Stored data:
============================================================

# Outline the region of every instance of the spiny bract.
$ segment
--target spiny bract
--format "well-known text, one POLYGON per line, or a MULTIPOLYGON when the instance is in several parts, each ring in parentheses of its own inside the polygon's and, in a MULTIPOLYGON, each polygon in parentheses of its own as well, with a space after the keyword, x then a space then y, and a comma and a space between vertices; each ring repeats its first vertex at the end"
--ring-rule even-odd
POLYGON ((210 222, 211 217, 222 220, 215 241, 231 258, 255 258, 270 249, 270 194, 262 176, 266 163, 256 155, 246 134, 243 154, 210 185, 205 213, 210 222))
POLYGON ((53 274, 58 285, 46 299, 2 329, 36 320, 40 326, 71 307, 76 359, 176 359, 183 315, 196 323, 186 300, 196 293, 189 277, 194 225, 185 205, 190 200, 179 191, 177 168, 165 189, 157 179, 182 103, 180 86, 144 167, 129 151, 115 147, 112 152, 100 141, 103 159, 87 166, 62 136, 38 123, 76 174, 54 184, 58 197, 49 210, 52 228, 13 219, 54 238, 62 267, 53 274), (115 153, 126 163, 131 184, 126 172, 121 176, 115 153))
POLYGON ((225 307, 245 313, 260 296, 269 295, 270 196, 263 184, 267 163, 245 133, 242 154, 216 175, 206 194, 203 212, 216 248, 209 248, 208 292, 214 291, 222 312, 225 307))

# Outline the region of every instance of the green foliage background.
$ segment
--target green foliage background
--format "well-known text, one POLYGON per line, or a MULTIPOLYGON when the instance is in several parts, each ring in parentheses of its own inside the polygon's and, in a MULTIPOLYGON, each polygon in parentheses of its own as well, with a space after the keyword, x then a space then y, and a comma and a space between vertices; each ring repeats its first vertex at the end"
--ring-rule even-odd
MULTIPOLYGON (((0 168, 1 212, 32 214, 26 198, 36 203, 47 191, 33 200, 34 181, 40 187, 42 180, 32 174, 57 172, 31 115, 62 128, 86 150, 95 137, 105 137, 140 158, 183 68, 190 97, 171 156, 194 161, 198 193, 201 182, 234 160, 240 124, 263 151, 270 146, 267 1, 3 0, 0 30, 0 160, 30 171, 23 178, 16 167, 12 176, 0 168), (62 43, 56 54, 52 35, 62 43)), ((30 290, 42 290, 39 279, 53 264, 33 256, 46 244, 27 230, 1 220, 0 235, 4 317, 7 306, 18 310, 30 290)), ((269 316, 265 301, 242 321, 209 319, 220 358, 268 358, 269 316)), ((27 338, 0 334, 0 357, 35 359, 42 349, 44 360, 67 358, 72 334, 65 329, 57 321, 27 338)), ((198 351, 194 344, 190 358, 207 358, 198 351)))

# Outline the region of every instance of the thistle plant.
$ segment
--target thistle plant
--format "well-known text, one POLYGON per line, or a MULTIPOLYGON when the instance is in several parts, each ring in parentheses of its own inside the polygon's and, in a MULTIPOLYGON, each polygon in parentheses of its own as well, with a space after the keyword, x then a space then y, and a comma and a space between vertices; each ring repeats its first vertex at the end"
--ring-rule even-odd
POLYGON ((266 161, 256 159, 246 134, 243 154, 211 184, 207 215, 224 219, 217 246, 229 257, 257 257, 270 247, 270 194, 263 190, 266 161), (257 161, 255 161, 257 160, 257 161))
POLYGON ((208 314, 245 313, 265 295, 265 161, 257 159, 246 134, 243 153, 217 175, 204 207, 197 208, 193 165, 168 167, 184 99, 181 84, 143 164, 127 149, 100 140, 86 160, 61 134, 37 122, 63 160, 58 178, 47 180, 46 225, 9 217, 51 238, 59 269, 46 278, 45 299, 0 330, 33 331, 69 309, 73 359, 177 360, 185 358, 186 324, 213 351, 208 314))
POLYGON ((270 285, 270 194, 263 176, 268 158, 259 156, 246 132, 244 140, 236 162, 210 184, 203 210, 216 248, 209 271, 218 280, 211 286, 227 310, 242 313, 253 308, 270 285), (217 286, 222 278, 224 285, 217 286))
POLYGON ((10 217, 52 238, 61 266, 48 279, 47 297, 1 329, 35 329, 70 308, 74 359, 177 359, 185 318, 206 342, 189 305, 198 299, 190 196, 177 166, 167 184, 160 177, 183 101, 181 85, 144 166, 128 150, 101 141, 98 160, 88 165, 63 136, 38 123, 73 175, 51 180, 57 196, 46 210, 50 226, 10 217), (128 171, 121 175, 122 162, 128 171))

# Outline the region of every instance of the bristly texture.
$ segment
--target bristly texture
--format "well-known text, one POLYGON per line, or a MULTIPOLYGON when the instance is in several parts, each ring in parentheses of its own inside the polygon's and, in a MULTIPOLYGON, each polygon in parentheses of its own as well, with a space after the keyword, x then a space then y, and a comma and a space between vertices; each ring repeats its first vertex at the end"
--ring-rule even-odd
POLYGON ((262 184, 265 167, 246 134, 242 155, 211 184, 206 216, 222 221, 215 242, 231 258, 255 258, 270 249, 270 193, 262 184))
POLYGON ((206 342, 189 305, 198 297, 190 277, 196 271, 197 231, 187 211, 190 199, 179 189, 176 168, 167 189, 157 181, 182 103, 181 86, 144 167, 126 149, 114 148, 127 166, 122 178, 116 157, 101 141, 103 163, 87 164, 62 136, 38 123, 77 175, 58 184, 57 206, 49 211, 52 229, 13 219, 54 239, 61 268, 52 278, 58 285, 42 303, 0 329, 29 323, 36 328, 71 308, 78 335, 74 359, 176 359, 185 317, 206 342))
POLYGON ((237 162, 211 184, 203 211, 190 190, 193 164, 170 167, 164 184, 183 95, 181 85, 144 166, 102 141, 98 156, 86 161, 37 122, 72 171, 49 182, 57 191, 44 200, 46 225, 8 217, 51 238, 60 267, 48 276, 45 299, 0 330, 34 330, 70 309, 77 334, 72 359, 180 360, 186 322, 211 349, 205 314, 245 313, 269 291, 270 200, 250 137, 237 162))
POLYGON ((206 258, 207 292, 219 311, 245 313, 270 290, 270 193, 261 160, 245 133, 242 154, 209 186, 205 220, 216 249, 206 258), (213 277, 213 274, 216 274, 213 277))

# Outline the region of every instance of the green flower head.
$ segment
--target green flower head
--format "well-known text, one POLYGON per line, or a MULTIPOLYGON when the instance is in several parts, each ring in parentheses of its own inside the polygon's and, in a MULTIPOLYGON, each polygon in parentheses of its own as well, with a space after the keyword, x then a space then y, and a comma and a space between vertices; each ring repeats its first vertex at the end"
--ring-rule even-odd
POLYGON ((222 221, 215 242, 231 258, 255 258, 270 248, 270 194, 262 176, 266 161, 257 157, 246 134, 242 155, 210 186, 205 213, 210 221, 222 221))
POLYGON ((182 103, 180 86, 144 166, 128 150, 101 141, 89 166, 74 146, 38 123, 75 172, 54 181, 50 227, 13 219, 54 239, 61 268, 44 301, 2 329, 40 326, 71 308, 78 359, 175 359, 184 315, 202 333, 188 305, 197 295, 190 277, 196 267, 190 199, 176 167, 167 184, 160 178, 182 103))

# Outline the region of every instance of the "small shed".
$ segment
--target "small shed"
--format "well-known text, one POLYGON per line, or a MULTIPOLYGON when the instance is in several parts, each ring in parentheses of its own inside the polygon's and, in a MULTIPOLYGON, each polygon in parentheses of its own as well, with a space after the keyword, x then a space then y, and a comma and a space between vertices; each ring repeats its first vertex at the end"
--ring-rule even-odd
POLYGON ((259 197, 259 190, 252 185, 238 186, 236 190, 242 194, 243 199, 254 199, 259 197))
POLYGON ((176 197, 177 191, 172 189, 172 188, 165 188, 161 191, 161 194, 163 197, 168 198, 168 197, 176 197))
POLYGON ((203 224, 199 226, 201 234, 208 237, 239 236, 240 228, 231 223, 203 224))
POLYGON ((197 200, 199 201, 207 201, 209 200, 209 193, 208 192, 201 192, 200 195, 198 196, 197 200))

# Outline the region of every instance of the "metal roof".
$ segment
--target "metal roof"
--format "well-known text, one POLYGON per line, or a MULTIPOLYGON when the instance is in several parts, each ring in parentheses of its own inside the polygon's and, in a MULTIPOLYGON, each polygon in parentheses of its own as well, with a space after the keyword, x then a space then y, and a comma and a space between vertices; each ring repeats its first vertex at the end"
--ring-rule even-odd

============================================================

WHAT NEEDS TO BE DONE: When the entries above show the word "metal" in a line, copy that line out.

YOUR SOLUTION:
# Outline the region of every instance of the "metal roof".
--target "metal roof"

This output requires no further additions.